ESERCIZIO ASSEGNATO A: Riporta tutte le spie più comuni per il Fisco indicate nel testo sui beni non inerenti.

TESTO DEL DOCUMENTO:
********

In sintesi, un “bene non inerente” è un bene che l’impresa ha acquistato o possiede, ma che non è effettivamente impiegato per lo scopo imprenditoriale. Le spie più comuni per il Fisco sono: uso personale da parte di figure interne, mancanza di un legame evidente con l’attività esercitata, incongruità macroscopica (bene di lusso in un contesto di attività ordinaria), non utilizzo del bene nell’operatività aziendale. Di fronte a tali contestazioni, le difese possibili consistono nel dimostrare il contrario, cioè provare che il bene in realtà serve all’impresa, oppure, se ciò è difficile, almeno argomentare per attenuare le conseguenze (ad es. mostrando che il bene ha generato ricavi tassati da stornare, o che la quantificazione dell’indebito è eccessiva).
Va ricordato che bene non inerente non implica per forza malafede o evasione deliberata: talora l’imprenditore potrebbe avere ritenuto in buona fede che un bene fosse utile all’impresa (es: una startup compra un immobile per futura sede, ma l’Agenzia dice che finché non parte l’attività l’IVA non è detraibile; la Cassazione però ha dato ragione alla società spiegando che l’inerenza va valutata sul progetto imprenditoriale complessivo). Quindi ogni caso va valutato nel merito concreto. In qualunque scenario, è fondamentale predisporre una linea difensiva solida, supportata da documenti e riferimenti normativi/giurisprudenziali, come vedremo nelle sezioni seguenti.

********

(Elenco delle annotazioni di posizione)
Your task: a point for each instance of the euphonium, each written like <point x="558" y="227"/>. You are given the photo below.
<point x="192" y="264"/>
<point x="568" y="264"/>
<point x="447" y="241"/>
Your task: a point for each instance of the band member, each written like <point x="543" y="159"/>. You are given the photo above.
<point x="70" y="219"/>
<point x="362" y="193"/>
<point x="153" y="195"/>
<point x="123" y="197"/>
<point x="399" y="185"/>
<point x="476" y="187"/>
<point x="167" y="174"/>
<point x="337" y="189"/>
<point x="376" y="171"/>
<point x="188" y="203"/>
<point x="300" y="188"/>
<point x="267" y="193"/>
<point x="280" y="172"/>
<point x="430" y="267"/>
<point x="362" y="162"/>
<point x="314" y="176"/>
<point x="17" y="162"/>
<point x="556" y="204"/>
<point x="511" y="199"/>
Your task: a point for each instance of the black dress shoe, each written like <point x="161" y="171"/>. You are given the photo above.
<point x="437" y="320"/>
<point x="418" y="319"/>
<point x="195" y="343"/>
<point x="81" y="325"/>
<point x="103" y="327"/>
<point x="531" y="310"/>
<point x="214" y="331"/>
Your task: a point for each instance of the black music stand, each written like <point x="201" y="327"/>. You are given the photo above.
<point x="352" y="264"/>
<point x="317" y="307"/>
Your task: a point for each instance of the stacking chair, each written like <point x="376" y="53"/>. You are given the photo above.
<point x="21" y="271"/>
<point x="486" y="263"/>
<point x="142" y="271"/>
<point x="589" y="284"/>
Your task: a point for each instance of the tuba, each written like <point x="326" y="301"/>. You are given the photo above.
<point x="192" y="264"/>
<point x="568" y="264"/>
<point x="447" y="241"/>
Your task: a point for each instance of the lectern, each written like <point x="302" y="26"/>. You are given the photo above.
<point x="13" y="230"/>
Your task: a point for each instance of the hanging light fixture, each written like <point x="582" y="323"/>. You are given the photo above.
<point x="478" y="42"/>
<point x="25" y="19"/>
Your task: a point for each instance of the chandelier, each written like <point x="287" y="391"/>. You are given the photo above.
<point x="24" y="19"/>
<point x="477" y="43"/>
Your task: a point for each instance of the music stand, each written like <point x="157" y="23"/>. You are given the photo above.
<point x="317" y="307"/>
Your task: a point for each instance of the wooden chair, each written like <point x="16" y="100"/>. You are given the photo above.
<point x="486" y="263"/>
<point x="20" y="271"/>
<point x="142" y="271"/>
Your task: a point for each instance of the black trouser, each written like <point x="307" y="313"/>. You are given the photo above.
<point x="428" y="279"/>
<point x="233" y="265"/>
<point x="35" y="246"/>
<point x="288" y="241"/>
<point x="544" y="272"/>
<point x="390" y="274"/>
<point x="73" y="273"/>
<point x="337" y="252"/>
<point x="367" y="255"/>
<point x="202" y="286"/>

********

ESERCIZIO ASSEGNATO B: Trascrivi le righe dell’elenco a partire da quella che contiene "Your task: a point for each instance of the music" fino alla fine dell’elenco, includendo entrambi gli estremi.

RISPOSTA COMPLETA A:
- Uso personale da parte di figure interne
- Mancanza di un legame evidente con l’attività esercitata
- Incongruità macroscopica (bene di lusso in un contesto di attività ordinaria)
- Non utilizzo del bene nell’operatività aziendale

RISPOSTA COMPLETA B:
Your task: a point for each instance of the music stand, each written like <point x="157" y="23"/>. You are given the photo above.
<point x="317" y="307"/>
Your task: a point for each instance of the wooden chair, each written like <point x="16" y="100"/>. You are given the photo above.
<point x="486" y="263"/>
<point x="20" y="271"/>
<point x="142" y="271"/>
Your task: a point for each instance of the black trouser, each written like <point x="307" y="313"/>. You are given the photo above.
<point x="428" y="279"/>
<point x="233" y="265"/>
<point x="35" y="246"/>
<point x="288" y="241"/>
<point x="544" y="272"/>
<point x="390" y="274"/>
<point x="73" y="273"/>
<point x="337" y="252"/>
<point x="367" y="255"/>
<point x="202" y="286"/>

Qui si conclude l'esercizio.